▸ Texto para analizar:
Archivo restaurado
Universo Centro 100
Septiembre 2018
Por Alfonso Buitrago Londoño
Fotografías por Edgar Jiménez Mendoza
A mí los Pepes me debieron haber matado. Todavía no entiendo por qué no me mataron —me cuenta Édgar Jiménez Mendoza, conocido como el Chino, mientras buscamos en la orilla de la vía, en un corregimiento cercano a Medellín, a un viejo amigo suyo con quien compartió sus días durante la época en que fue el fotógrafo privado de Pablo Escobar.
Es cerca del mediodía de un sábado soleado en tierra fría. El Chino lleva una camiseta tipo polo metida por dentro del bluyín, correa y tenis, el atuendo que más lo identifica. Tiene 68 años y mide un 1,74 metros. Usa gafas, lleva el pelo canoso un tanto alborotado y cuando uno le pone la mano en el hombro para saludarlo siente su cuerpo huesudo. Cuando lo recogí por la mañana en su casa en Aranjuez todavía estaba resacoso y no se acordaba de que el último mensaje de wasap me lo había enviado a la una y media de la mañana. Estaba jugando billar con unos amigos en un bar del Centro de Medellín, que además funciona como club de ajedrez.
Entre sus aficiones también están jugar o ver jugar ajedrez —sobre todo beber con los ajedrecistas—, y ha sido fotógrafo de algunos torneos internacionales. La discreta y tragicómica historia del ajedrez local —que no escapa a su capítulo relacionado con la mafia— lo ha tenido como uno de sus peones más persistentes.
Nos recomendaron que preguntáramos por el amigo del Chino —a quien le perdió la pista hace unos veinte años— en un hospedaje y tenemos la esperanza de que nos quiera contar la historia de cómo creó y editó, hace cuarenta años, cerca de quinientos números de algunas de las primeras revistas pornográficas de Colombia, con nombres como Cuerpos, Póster, Tabú, Póker, Faxx, Jeans, distribuidas en toda América Latina por Editorial Televisa de México, y de las que el Chino fue fotógrafo en sus primeras ediciones.
Pionero del porno local. El Chino tomó esta fotografía
para la revista Cuerpos a principios de los ochenta.
Nos detenemos frente a un portón de madera pintado de blanco y el Chino se baja del carro.

▸ Filas proporcionadas:
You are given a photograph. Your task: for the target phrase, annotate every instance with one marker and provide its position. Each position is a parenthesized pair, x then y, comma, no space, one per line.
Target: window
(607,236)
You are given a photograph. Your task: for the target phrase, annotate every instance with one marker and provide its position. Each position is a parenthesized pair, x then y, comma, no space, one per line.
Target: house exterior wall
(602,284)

▸ Completa lo siguiente:
1. ¿Qué editorial distribuyó en toda América Latina las revistas mencionadas en el texto sobre Édgar Jiménez?
2. Actualiza, por favor, el fragmento del texto sobre Édgar Jiménez que abre con las palabras "Entre sus aficiones" y cierra con "sus primeras ediciones.", sustituyendo "hospedaje" por "hotel".

▸ Respuestas:
1. Editorial Televisa de México.

2.
Entre sus aficiones también están jugar o ver jugar ajedrez —sobre todo beber con los ajedrecistas—, y ha sido fotógrafo de algunos torneos internacionales. La discreta y tragicómica historia del ajedrez local —que no escapa a su capítulo relacionado con la mafia— lo ha tenido como uno de sus peones más persistentes.
Nos recomendaron que preguntáramos por el amigo del Chino —a quien le perdió la pista hace unos veinte años— en un hotel y tenemos la esperanza de que nos quiera contar la historia de cómo creó y editó, hace cuarenta años, cerca de quinientos números de algunas de las primeras revistas pornográficas de Colombia, con nombres como Cuerpos, Póster, Tabú, Póker, Faxx, Jeans, distribuidas en toda América Latina por Editorial Televisa de México, y de las que el Chino fue fotógrafo en sus primeras ediciones.